Point-based annotation data
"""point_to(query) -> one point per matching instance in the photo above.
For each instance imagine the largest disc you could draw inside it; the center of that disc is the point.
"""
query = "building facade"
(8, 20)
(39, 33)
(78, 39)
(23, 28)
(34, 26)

__REQUIREMENTS__. Write out the lines of these records again, swapping "disc" for "circle" wherever it appears and leaving everything else unchanged.

__OUTPUT FOR THIS TASK__.
"""point_to(query) -> one point per matching instance in the photo above.
For each instance imagine the largest circle you could draw inside it; the center of that circle is the point.
"""
query = "building facade"
(8, 20)
(39, 33)
(78, 39)
(23, 28)
(34, 26)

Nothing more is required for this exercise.